● **OBJECTIVE**
Transcribe the lines from the one containing "task: segment the white mosque building" to the last line, inclusive, word for word. Include no pictures.

++++++++++

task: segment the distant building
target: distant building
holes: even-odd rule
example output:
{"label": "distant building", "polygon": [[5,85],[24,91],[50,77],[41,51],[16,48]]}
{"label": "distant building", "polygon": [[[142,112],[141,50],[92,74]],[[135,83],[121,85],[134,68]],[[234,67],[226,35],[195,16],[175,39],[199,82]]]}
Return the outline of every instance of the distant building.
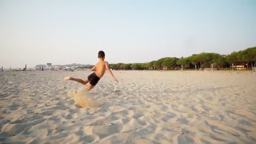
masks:
{"label": "distant building", "polygon": [[48,68],[50,67],[51,67],[51,63],[46,64],[46,68]]}

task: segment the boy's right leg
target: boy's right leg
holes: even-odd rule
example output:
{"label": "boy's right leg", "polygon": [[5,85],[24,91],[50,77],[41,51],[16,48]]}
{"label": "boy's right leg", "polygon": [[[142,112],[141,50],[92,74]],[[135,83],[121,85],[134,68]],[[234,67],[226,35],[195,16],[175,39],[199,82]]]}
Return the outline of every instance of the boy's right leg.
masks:
{"label": "boy's right leg", "polygon": [[83,84],[83,85],[86,85],[87,83],[88,83],[88,82],[89,82],[89,80],[88,80],[88,79],[86,79],[85,80],[83,80],[82,79],[80,79],[79,78],[73,78],[73,77],[64,77],[64,79],[63,79],[64,80],[74,80],[74,81],[75,81],[76,82],[77,82],[79,83],[81,83],[81,84]]}

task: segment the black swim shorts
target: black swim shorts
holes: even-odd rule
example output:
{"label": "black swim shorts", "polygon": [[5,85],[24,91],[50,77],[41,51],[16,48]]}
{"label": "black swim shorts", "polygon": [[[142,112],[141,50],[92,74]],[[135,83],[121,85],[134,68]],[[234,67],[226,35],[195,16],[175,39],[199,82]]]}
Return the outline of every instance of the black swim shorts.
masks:
{"label": "black swim shorts", "polygon": [[90,84],[93,85],[95,85],[98,83],[98,82],[100,79],[100,78],[97,75],[95,74],[95,72],[93,72],[92,74],[90,75],[88,77],[87,77],[88,80],[90,81]]}

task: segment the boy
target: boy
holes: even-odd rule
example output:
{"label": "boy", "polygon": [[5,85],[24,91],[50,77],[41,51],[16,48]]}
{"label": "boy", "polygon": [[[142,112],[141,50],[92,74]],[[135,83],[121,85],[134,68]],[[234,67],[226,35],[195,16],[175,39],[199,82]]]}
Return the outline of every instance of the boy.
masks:
{"label": "boy", "polygon": [[111,76],[114,78],[114,80],[118,83],[118,81],[116,78],[115,78],[112,72],[109,69],[109,63],[104,61],[105,59],[105,53],[103,51],[100,51],[98,53],[98,58],[99,59],[99,61],[91,69],[91,71],[96,72],[89,75],[85,80],[84,81],[81,79],[70,77],[65,77],[64,80],[74,80],[83,85],[86,85],[88,82],[90,82],[87,87],[87,91],[90,91],[91,89],[93,88],[100,78],[103,76],[107,69],[108,72],[111,75]]}

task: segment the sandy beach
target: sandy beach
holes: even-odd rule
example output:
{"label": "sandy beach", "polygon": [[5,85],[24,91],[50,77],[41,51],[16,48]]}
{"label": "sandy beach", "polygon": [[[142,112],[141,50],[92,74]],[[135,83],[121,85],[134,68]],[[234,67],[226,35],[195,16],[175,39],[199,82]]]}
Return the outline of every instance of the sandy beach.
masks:
{"label": "sandy beach", "polygon": [[0,143],[256,143],[253,72],[114,71],[80,108],[62,79],[91,72],[0,72]]}

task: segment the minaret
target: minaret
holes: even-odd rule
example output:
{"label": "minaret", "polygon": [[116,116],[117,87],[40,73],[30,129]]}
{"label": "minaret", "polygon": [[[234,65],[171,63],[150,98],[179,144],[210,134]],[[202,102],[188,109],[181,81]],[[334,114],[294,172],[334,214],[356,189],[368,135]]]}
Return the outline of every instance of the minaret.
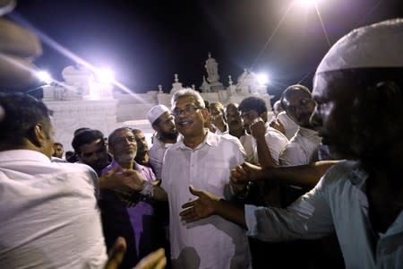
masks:
{"label": "minaret", "polygon": [[170,93],[175,93],[176,91],[179,91],[181,89],[183,89],[184,87],[182,86],[182,83],[179,82],[179,76],[177,74],[175,74],[175,82],[172,83],[172,89]]}
{"label": "minaret", "polygon": [[210,91],[217,92],[219,90],[224,90],[224,86],[222,83],[219,81],[219,64],[217,63],[216,59],[211,57],[211,53],[209,52],[209,58],[206,60],[206,65],[204,65],[204,67],[207,71],[207,81],[210,84]]}

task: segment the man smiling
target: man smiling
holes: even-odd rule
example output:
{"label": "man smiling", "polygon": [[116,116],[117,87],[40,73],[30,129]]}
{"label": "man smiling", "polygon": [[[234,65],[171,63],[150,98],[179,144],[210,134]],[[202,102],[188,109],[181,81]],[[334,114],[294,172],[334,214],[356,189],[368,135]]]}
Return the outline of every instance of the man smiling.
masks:
{"label": "man smiling", "polygon": [[[353,30],[316,70],[312,122],[340,161],[287,209],[238,209],[204,191],[188,222],[218,214],[267,241],[336,231],[347,268],[403,266],[403,20]],[[392,115],[393,117],[390,117]],[[241,168],[239,168],[239,170]],[[313,256],[313,258],[314,258]]]}

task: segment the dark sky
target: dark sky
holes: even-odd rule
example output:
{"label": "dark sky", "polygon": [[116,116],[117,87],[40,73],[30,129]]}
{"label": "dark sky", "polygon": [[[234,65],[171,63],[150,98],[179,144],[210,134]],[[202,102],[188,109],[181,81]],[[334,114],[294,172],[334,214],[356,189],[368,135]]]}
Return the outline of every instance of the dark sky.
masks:
{"label": "dark sky", "polygon": [[[167,92],[175,73],[184,85],[200,86],[210,51],[225,85],[228,74],[235,80],[253,65],[270,74],[269,91],[277,99],[304,77],[311,86],[329,48],[314,8],[296,4],[279,26],[291,2],[20,0],[13,16],[93,65],[110,66],[134,92],[158,84]],[[320,0],[318,8],[331,43],[357,26],[403,16],[402,0]],[[74,61],[44,44],[36,64],[61,79],[63,68]]]}

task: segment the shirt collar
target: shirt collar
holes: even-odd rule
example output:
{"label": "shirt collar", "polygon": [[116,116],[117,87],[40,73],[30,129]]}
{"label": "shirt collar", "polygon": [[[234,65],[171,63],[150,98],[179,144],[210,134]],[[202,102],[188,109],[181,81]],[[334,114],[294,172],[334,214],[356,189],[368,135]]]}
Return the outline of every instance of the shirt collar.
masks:
{"label": "shirt collar", "polygon": [[356,185],[362,191],[365,192],[364,184],[368,176],[368,173],[363,169],[361,162],[356,161],[349,171],[348,178],[353,185]]}
{"label": "shirt collar", "polygon": [[301,127],[299,126],[299,132],[301,133],[301,135],[303,136],[318,136],[318,132],[316,132],[315,130],[312,130],[312,129],[308,129],[308,128],[304,128],[304,127]]}
{"label": "shirt collar", "polygon": [[45,154],[32,150],[11,150],[0,152],[0,161],[36,161],[50,163]]}

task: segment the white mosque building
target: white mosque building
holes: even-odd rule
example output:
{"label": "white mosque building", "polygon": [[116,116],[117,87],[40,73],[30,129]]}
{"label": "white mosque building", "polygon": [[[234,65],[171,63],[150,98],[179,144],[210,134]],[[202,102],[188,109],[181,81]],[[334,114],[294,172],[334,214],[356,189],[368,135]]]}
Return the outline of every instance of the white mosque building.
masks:
{"label": "white mosque building", "polygon": [[[207,77],[203,76],[198,89],[205,100],[227,105],[240,103],[249,96],[259,96],[271,111],[270,99],[274,96],[268,93],[266,85],[259,83],[256,74],[245,70],[236,82],[228,76],[226,87],[219,81],[218,66],[216,59],[209,54],[204,65]],[[177,74],[174,75],[169,93],[164,93],[160,85],[158,91],[146,93],[118,92],[114,91],[113,84],[98,81],[84,67],[68,66],[63,70],[62,76],[63,83],[43,88],[43,101],[54,111],[55,141],[63,143],[64,151],[73,150],[73,132],[81,127],[99,129],[107,136],[117,127],[130,126],[141,129],[150,139],[154,131],[146,119],[147,111],[158,104],[170,108],[173,93],[183,88]]]}

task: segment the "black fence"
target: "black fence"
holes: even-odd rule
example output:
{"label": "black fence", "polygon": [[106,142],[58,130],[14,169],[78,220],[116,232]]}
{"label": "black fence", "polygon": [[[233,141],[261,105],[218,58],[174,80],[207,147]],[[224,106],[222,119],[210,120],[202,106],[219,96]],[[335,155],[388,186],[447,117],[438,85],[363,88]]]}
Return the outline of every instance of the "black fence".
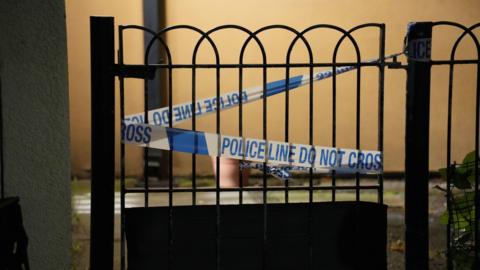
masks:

++++++++++

● **SOLUTION FOR THIS PROBLEM**
task: segment the white mosque building
target: white mosque building
holes: even-odd rule
example output:
{"label": "white mosque building", "polygon": [[116,116],[117,87],[40,73],[30,129]]}
{"label": "white mosque building", "polygon": [[[234,65],[171,63],[150,98],[179,144],[210,134]],[[202,102],[188,109],[181,81]],[[334,114],[294,172],[334,214],[356,189],[368,135]]]}
Return the outline of every instance of the white mosque building.
masks:
{"label": "white mosque building", "polygon": [[[207,77],[203,76],[198,89],[205,100],[227,105],[240,103],[249,96],[259,96],[271,111],[270,99],[274,96],[268,93],[266,85],[259,83],[256,74],[245,70],[236,82],[228,76],[226,87],[219,81],[218,66],[216,59],[209,54],[204,65]],[[177,74],[174,75],[169,93],[164,93],[160,85],[158,91],[146,93],[118,92],[114,91],[113,84],[98,81],[84,67],[68,66],[63,70],[62,76],[63,83],[43,88],[43,101],[54,111],[55,141],[63,143],[64,151],[73,150],[73,132],[81,127],[99,129],[107,136],[117,127],[130,126],[141,129],[150,139],[154,131],[146,119],[147,111],[158,104],[170,108],[173,93],[183,88]]]}

task: segment the "black fence"
target: "black fence"
holes: even-odd rule
example output:
{"label": "black fence", "polygon": [[106,142],[58,130],[14,169],[78,220],[116,232]]}
{"label": "black fence", "polygon": [[[233,141],[261,105],[218,58],[174,80],[207,147]],[[224,106],[222,119],[210,120],[202,106],[219,96]],[[335,155],[388,186],[447,117],[438,85],[363,88]]]}
Return the outline of every instance of the "black fence".
masks:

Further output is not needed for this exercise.